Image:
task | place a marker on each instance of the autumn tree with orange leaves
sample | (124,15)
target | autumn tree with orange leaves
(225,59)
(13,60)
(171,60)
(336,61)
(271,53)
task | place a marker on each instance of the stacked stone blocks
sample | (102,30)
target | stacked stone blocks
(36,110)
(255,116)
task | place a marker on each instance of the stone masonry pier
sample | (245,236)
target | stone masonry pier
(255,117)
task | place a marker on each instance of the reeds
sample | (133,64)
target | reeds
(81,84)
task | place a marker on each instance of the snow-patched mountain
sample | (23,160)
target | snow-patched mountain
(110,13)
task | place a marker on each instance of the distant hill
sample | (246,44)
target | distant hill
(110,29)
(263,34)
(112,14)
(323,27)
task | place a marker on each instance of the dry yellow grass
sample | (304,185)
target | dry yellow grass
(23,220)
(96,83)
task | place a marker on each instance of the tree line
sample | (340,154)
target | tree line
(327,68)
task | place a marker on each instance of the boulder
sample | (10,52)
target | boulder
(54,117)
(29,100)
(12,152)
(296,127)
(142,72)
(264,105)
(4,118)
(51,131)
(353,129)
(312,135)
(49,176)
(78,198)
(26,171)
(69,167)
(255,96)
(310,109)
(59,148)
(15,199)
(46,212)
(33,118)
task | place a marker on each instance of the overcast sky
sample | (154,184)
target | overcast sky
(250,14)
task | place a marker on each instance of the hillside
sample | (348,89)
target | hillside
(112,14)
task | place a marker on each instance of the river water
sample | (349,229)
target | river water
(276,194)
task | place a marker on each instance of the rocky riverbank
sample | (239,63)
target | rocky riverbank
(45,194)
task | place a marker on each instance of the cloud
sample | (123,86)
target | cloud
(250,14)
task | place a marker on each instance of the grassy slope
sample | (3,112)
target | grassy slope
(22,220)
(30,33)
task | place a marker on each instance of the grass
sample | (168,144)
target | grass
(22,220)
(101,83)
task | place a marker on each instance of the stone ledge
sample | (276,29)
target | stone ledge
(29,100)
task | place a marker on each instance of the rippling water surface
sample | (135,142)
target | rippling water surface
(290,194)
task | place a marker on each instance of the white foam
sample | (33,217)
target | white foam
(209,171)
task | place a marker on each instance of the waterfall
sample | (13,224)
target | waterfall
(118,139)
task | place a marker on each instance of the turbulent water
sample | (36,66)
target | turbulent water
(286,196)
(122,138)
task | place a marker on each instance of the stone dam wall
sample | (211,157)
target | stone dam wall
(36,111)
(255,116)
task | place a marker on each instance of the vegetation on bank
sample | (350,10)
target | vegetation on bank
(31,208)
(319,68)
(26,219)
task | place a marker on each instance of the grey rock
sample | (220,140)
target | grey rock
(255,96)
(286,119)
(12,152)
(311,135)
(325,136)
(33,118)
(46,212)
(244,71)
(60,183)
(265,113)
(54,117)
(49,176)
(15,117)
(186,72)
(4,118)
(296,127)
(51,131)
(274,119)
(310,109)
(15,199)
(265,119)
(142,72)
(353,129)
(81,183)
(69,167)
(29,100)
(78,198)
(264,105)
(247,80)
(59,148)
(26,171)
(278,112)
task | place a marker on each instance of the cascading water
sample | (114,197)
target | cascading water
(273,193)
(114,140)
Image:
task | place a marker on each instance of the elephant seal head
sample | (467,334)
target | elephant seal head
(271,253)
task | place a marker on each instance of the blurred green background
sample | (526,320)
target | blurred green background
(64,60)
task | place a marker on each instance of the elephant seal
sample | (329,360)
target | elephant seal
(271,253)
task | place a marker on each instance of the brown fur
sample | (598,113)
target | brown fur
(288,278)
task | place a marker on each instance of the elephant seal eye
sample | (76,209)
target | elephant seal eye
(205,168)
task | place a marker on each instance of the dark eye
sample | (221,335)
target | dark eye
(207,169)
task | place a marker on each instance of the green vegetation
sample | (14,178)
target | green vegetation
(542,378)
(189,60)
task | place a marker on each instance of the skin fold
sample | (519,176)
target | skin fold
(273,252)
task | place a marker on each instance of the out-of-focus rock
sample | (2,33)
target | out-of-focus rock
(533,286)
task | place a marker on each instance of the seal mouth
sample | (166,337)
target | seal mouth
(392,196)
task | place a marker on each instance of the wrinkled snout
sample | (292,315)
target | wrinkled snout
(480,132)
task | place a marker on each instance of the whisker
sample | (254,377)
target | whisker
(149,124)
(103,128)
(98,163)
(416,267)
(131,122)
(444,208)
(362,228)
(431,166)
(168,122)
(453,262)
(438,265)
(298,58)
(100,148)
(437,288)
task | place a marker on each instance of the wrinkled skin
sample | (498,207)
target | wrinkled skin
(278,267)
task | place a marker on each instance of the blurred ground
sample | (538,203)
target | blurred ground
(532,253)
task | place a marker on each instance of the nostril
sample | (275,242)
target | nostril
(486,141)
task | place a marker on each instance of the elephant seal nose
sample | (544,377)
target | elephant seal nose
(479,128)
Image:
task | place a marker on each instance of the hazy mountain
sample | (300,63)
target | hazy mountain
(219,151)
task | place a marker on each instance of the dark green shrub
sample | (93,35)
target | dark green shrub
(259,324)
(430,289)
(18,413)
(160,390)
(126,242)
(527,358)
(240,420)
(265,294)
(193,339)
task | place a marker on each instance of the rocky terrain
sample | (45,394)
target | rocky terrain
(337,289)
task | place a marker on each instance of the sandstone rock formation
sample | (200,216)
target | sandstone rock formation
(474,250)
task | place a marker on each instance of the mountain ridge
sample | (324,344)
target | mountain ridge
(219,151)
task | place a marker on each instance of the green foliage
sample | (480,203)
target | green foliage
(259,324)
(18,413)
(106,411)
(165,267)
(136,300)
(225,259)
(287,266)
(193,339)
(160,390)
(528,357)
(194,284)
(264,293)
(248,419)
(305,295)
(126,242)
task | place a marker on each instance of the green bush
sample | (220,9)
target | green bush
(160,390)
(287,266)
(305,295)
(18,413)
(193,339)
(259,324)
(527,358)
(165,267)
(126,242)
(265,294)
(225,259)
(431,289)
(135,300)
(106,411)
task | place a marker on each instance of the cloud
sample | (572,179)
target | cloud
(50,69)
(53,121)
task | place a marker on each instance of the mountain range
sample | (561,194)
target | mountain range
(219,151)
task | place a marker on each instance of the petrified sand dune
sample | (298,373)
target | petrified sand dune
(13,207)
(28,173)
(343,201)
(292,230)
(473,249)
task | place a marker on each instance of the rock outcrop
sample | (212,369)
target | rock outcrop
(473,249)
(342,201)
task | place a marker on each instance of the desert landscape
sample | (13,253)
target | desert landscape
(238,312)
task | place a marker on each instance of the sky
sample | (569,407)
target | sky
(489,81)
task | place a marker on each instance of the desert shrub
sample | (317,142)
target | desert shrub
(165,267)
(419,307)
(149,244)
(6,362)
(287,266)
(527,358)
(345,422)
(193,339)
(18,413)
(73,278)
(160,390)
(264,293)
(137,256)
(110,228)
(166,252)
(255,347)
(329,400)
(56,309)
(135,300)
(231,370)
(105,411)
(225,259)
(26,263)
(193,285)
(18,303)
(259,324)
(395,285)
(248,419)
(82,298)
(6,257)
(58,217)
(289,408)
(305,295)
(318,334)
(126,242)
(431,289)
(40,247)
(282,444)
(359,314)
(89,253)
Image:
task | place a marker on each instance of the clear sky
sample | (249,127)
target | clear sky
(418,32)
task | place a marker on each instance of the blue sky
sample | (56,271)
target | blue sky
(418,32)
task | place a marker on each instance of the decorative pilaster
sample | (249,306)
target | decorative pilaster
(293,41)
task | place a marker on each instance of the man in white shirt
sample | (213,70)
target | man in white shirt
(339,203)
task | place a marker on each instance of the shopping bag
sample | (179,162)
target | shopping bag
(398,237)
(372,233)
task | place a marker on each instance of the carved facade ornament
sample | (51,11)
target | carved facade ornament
##########
**Task brief**
Go through the data, and copy each line in which the word "facade" appears.

**Answer to this problem**
task | place a marker on each instance of the carved facade ornament
target | carved facade ornament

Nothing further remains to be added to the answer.